• _DOCUMENT EXCERPT_

################

A new study finds a chasm between what patients expect and what physicians are willing to do when it comes to online communication.
The finding is intriguing as a large number of patients use online communication tools such as email and Facebook to engage with their physicians.
Nevertheless, many hospital and professional organizations continue to recommend that clinicians limit email contact with patients and avoid “friending” patients on social media, say researchers from Johns Hopkins Bloomberg School of Public Health.
The findings suggest a disconnect between what patients expect and what physicians — concerned about confidentiality and being overwhelmed in off-hours — are willing to do when it comes to online dialogue.
The study appears in the online version of the Journal of General Internal Medicine.
“The medical establishment needs to figure out how best to incorporate this reality into their practice while properly ensuring security safeguards,” says study leader Joy Lee, Ph.D., MS, a post-doctoral fellow in the Department of Health Policy and Management at the Bloomberg School. “This is an area where there is significant patient interest, but institutions and health care providers haven’t caught up.”
For the study, the researchers used an online survey delivered to a random sample of 2,252 CVS retail pharmacy customers between May and June 2013. Patients were asked about their interest in using these online communication tools — as well as their physician’s website — to fill their prescriptions, track their health progress and access their own health information.
Researchers found that 37 percent of patients had used personal email to contact their doctors or hospital within the past six months and 18 percent reported using Facebook for the same purpose.
The findings related to Facebook are particularly interesting, Lee and her co-authors note, because “most institutions actively discourage social media contact with individual patients.”
Despite the recommendations, researchers believe organizations will change their views in the future. They predict that the percentage of patients using Facebook as a means of contacting their doctors “might grow as the average age of Facebook users rises and familiarity with Facebook grows.”
The team cites earlier studies from 2009, 2011, and 2012 indicating that a significant number of patients are interested in using the social media platform as a means of contacting their health care providers.
In addition to gauging overall interest in these services, the researchers identified several demographic factors related to patients’ use of online communication tools.

################

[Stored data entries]
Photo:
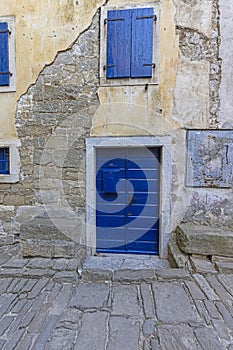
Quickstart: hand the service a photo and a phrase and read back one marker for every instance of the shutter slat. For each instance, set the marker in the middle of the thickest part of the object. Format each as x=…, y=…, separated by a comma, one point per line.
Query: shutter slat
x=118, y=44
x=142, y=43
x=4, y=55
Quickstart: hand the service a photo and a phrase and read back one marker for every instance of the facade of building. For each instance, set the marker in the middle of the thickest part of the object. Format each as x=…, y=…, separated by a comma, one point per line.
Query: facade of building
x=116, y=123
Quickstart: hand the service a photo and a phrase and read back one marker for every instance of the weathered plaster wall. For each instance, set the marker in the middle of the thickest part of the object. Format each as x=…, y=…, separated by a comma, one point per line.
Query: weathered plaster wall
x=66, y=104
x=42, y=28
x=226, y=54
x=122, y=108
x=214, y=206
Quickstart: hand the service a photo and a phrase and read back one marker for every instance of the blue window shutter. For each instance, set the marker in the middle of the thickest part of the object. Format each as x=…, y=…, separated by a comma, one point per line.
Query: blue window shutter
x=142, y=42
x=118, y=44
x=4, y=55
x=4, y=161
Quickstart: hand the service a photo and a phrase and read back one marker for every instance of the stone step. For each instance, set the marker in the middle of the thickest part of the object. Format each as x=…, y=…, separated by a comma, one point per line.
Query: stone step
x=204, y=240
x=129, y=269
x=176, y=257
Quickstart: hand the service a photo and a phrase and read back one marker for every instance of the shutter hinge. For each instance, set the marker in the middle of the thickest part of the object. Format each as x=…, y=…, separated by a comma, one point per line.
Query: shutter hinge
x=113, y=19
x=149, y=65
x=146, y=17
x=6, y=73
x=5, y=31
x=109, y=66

################

• _PROBLEM DESCRIPTION_
Rewrite the article on patients and doctors communicating online, everything from "A new study" down to "to online dialogue.", swapping "physicians" for "doctors".

• _WRITTEN RESPONSE_
A new study finds a chasm between what patients expect and what doctors are willing to do when it comes to online communication.
The finding is intriguing as a large number of patients use online communication tools such as email and Facebook to engage with their doctors.
Nevertheless, many hospital and professional organizations continue to recommend that clinicians limit email contact with patients and avoid “friending” patients on social media, say researchers from Johns Hopkins Bloomberg School of Public Health.
The findings suggest a disconnect between what patients expect and what doctors — concerned about confidentiality and being overwhelmed in off-hours — are willing to do when it comes to online dialogue.